§ Required action: Which lines of the material contain the word "pixels"? Copy each of them in full.

====== Dataset content ======

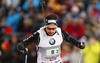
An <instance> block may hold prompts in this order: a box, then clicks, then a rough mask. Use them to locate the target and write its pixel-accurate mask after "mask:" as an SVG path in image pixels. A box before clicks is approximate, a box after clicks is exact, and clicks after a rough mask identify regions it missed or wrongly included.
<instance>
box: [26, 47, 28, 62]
mask: <svg viewBox="0 0 100 63" xmlns="http://www.w3.org/2000/svg"><path fill="white" fill-rule="evenodd" d="M25 50H26V51H27V52H28V49H27V48H25ZM25 63H27V54H26V55H25Z"/></svg>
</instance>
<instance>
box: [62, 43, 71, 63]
mask: <svg viewBox="0 0 100 63" xmlns="http://www.w3.org/2000/svg"><path fill="white" fill-rule="evenodd" d="M71 53H72V50H71V45H70V44H69V43H65V42H64V43H63V44H62V50H61V58H62V62H63V63H70V62H69V59H70V55H71Z"/></svg>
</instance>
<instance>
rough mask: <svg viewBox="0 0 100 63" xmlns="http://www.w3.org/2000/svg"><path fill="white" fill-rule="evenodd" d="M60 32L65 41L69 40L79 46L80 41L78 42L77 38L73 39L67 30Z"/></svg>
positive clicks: (63, 30) (72, 42)
mask: <svg viewBox="0 0 100 63" xmlns="http://www.w3.org/2000/svg"><path fill="white" fill-rule="evenodd" d="M61 32H62V36H63V40H65V41H66V42H69V43H71V44H73V45H75V46H76V47H78V48H81V46H80V44H81V42H79V41H78V40H76V39H74V38H73V37H71V36H70V35H69V34H68V33H67V32H65V31H64V30H61Z"/></svg>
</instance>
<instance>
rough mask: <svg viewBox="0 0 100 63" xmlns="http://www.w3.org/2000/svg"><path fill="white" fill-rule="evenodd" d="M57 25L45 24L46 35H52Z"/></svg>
mask: <svg viewBox="0 0 100 63" xmlns="http://www.w3.org/2000/svg"><path fill="white" fill-rule="evenodd" d="M56 28H57V26H56V25H54V24H50V25H46V32H47V33H48V35H50V36H52V35H53V34H54V33H55V32H56Z"/></svg>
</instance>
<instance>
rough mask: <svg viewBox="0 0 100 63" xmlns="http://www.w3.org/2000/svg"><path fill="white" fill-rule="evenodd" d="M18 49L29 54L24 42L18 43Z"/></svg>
mask: <svg viewBox="0 0 100 63" xmlns="http://www.w3.org/2000/svg"><path fill="white" fill-rule="evenodd" d="M17 49H18V51H19V52H21V53H23V54H25V55H26V54H28V49H27V48H25V47H24V44H23V43H18V44H17Z"/></svg>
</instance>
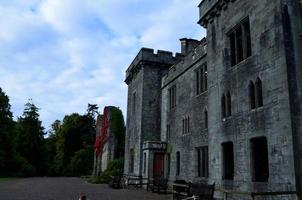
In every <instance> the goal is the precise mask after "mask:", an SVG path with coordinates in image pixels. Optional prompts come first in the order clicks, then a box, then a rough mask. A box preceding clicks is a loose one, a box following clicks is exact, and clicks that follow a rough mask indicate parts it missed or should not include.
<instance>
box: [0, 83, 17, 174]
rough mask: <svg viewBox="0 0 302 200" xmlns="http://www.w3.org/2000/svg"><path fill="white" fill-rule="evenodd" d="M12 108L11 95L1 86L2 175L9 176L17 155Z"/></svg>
mask: <svg viewBox="0 0 302 200" xmlns="http://www.w3.org/2000/svg"><path fill="white" fill-rule="evenodd" d="M10 108H11V106H10V104H9V97H8V96H7V95H6V94H5V93H4V91H3V90H2V89H1V88H0V176H9V175H11V174H12V173H13V171H12V169H13V168H14V163H15V161H14V159H15V157H16V152H15V144H14V138H13V136H14V121H13V114H12V112H11V111H10Z"/></svg>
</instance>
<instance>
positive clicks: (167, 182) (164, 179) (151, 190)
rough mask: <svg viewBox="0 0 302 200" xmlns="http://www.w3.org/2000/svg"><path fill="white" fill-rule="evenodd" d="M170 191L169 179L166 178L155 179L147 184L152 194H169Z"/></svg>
mask: <svg viewBox="0 0 302 200" xmlns="http://www.w3.org/2000/svg"><path fill="white" fill-rule="evenodd" d="M167 189H168V179H165V178H155V179H149V180H148V184H147V191H149V190H151V191H152V192H157V193H159V194H160V193H162V192H163V193H165V194H166V193H167Z"/></svg>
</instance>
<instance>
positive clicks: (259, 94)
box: [256, 78, 263, 107]
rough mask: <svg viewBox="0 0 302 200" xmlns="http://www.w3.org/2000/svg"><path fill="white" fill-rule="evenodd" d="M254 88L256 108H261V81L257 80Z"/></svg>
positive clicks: (261, 95) (262, 104)
mask: <svg viewBox="0 0 302 200" xmlns="http://www.w3.org/2000/svg"><path fill="white" fill-rule="evenodd" d="M256 88H257V91H256V92H257V93H256V94H257V107H262V106H263V96H262V81H261V80H260V79H259V78H257V80H256Z"/></svg>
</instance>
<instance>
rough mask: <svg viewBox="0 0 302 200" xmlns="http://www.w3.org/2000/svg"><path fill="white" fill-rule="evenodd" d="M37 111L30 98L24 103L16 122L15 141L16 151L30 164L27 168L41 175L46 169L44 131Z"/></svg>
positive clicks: (45, 152) (35, 174) (34, 172)
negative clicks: (26, 101) (30, 165)
mask: <svg viewBox="0 0 302 200" xmlns="http://www.w3.org/2000/svg"><path fill="white" fill-rule="evenodd" d="M38 111H39V109H38V108H37V107H36V106H35V104H34V103H32V102H31V100H30V101H29V102H28V103H26V104H25V108H24V112H23V115H22V117H19V118H18V121H17V124H16V131H17V137H16V141H17V151H18V152H19V154H20V155H21V156H22V157H23V158H25V159H26V161H27V162H28V163H29V165H31V167H29V168H32V169H33V174H34V175H43V174H45V169H46V160H45V153H46V152H45V146H44V135H45V132H44V128H43V127H42V122H41V121H40V120H39V112H38ZM30 175H32V174H30Z"/></svg>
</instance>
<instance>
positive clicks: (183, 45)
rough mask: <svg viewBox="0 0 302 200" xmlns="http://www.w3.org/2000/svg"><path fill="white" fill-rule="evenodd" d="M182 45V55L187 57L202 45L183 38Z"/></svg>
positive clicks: (186, 38)
mask: <svg viewBox="0 0 302 200" xmlns="http://www.w3.org/2000/svg"><path fill="white" fill-rule="evenodd" d="M180 43H181V53H182V54H183V55H187V54H188V53H189V52H190V51H192V50H193V49H194V48H195V47H197V45H198V44H199V43H200V41H198V40H194V39H188V38H182V39H180Z"/></svg>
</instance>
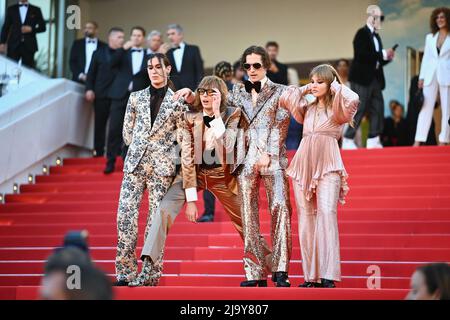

======

§ Reply to the exercise:
An <instance> block may hold prompts in this order: a box, then clicks, then a rough mask. Use them to locate the target and write its pixel-accurate mask after "mask:" as an SVG path in image pixels. A box before clicks is approximate, a box after clicks is exact, and clicks after a rough mask identify regions it missed or wrongly included.
In every <instance> the goal is the precise mask after "mask:", an SVG path with coordinates in image pixels. Optional prompts come first in the order clicks, then a box, then a rough mask. A box preceding clicks is a loose one, a box following clicks is exact, and clicks that follow a rough mask indicate parts it missed or should not include.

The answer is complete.